Tasks to complete.
1: Transcribe the part of the post about caching prepared statements between "2012-04-24 Thread Eric" and "it, if needed.", inclusive.
2: Condense the paragraph of the post about caching prepared statements that begins "Similar to Pavel's suggestion" into a single shorter sentence that keeps its main facts.

Article.

■ ■ ■

2012-04-24 Thread Eric Minbiole
Similar to Pavel's suggestion, our implementation maintains a simple
cache of prepared statements, keyed by the SQL query that created
them.  For example:

  pStatement = Cache.GetQuery("SELECT * FROM xyz");

would return the cached statement if the query had been seen before,
or would auto-create it, if needed.

This (attempts to) give the best of both worlds: Statements are only
created / prepared once, improving run-time performance.  In addition,
the programmers aren't burdened with trying to figure out up-front
which queries might / might not be used later, simplifying

This approach has worked well in our application.

On 4/23/12, Mohit Sindhwani  wrote:
> Thanks Pavel,
> That gives me something new to do with SQLite over the next few weeks.
> On 23/4/2012 8:47 PM, Pavel Ivanov wrote:
>>> 1. Do statements do any thing that would require a lot of memory to be
>>> maintained?

■ ■ ■

Pointing and labeling entries
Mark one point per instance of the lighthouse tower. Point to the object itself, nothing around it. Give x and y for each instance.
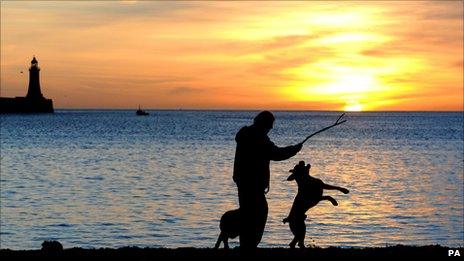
(34, 102)
(33, 92)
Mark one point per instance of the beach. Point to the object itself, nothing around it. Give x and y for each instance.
(135, 253)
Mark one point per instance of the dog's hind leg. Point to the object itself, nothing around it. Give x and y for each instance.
(332, 200)
(293, 242)
(220, 239)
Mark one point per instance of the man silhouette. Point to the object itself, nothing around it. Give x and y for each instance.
(253, 154)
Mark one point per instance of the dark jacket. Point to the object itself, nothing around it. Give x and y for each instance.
(252, 156)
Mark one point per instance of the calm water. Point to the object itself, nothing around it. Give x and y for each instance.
(111, 179)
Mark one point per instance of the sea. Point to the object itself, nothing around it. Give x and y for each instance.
(109, 178)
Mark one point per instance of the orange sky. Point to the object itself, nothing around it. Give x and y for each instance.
(237, 55)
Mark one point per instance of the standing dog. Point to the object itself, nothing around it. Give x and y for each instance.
(230, 227)
(310, 193)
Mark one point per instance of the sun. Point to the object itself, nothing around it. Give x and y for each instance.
(353, 107)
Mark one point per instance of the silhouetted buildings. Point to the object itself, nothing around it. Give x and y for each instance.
(34, 102)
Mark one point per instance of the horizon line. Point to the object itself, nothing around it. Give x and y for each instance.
(246, 109)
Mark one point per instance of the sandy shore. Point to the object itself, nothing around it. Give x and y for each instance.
(149, 253)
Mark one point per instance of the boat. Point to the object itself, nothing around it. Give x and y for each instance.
(141, 112)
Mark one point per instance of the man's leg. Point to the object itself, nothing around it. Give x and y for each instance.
(261, 217)
(247, 220)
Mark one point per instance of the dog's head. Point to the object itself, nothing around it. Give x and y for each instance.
(299, 170)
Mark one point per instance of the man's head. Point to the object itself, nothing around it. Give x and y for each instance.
(264, 120)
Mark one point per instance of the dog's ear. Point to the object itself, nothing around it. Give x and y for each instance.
(291, 177)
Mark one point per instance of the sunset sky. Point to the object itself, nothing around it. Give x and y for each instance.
(367, 55)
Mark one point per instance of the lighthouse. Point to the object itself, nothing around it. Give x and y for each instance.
(34, 102)
(33, 92)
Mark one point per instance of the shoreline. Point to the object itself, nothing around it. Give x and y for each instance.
(144, 253)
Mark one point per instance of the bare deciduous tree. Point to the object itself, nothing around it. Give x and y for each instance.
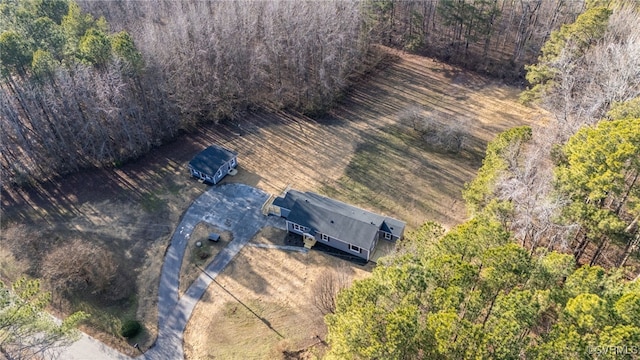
(438, 129)
(81, 266)
(325, 290)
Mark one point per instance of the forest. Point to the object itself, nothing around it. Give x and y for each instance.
(545, 267)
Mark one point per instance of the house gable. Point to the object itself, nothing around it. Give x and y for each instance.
(337, 224)
(213, 163)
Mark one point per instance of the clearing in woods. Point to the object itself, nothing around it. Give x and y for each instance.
(359, 153)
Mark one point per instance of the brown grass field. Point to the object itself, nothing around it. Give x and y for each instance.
(359, 152)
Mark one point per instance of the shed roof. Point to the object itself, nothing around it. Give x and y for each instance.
(211, 159)
(337, 219)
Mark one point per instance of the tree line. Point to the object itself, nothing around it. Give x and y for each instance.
(497, 37)
(75, 93)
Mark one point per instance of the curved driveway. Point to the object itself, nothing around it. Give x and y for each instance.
(230, 207)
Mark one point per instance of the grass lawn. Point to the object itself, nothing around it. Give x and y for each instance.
(360, 152)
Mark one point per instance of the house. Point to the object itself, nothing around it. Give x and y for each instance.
(213, 163)
(334, 223)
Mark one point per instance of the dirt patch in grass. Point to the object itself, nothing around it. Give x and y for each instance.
(198, 257)
(260, 306)
(359, 152)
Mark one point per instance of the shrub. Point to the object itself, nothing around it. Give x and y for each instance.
(130, 328)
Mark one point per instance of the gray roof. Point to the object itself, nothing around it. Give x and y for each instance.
(209, 160)
(337, 219)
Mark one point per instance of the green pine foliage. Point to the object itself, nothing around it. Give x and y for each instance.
(599, 176)
(569, 42)
(37, 37)
(479, 192)
(474, 293)
(26, 330)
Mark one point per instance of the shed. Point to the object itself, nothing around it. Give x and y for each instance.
(213, 163)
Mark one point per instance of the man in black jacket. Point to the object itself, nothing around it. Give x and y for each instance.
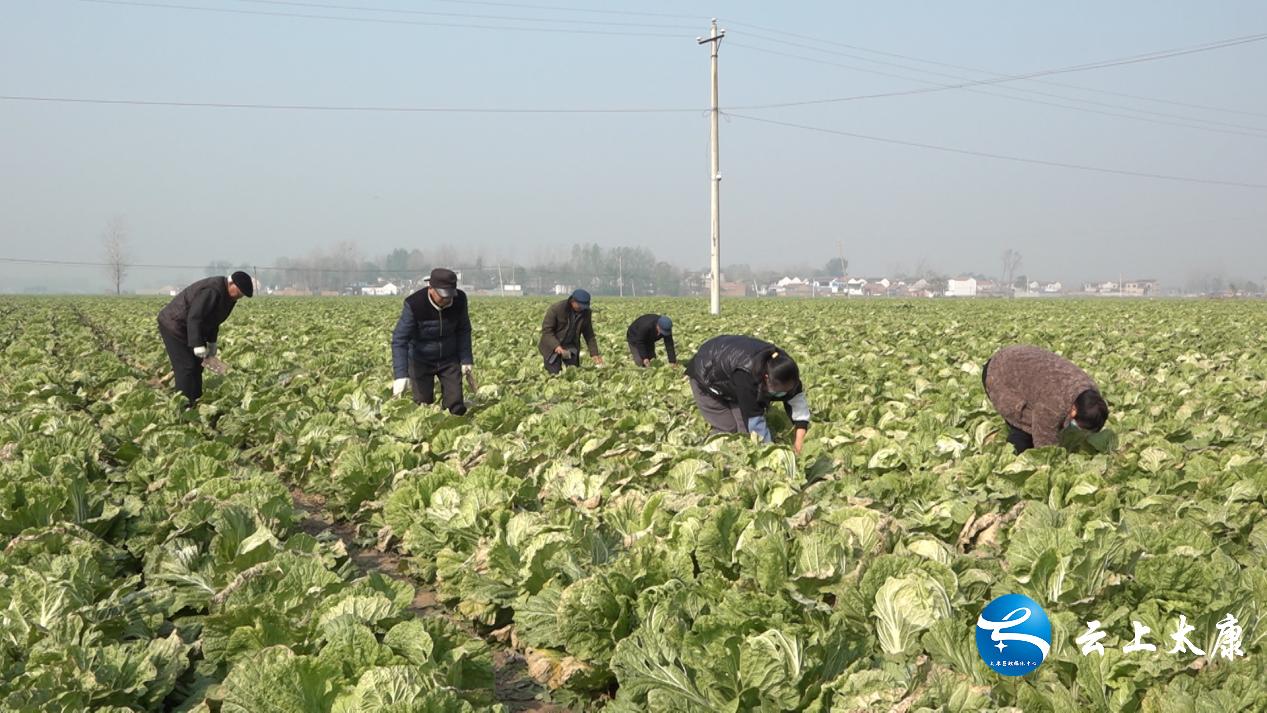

■ ■ ■

Solutions to the tasks.
1:
2012-04-24 Thread Eric Minbiole
Similar to Pavel's suggestion, our implementation maintains a simple
cache of prepared statements, keyed by the SQL query that created
them.  For example:

  pStatement = Cache.GetQuery("SELECT * FROM xyz");

would return the cached statement if the query had been seen before,
or would auto-create it, if needed.

2: Like Pavel's suggestion, the implementation keeps a simple cache of prepared statements keyed by the SQL query that created them.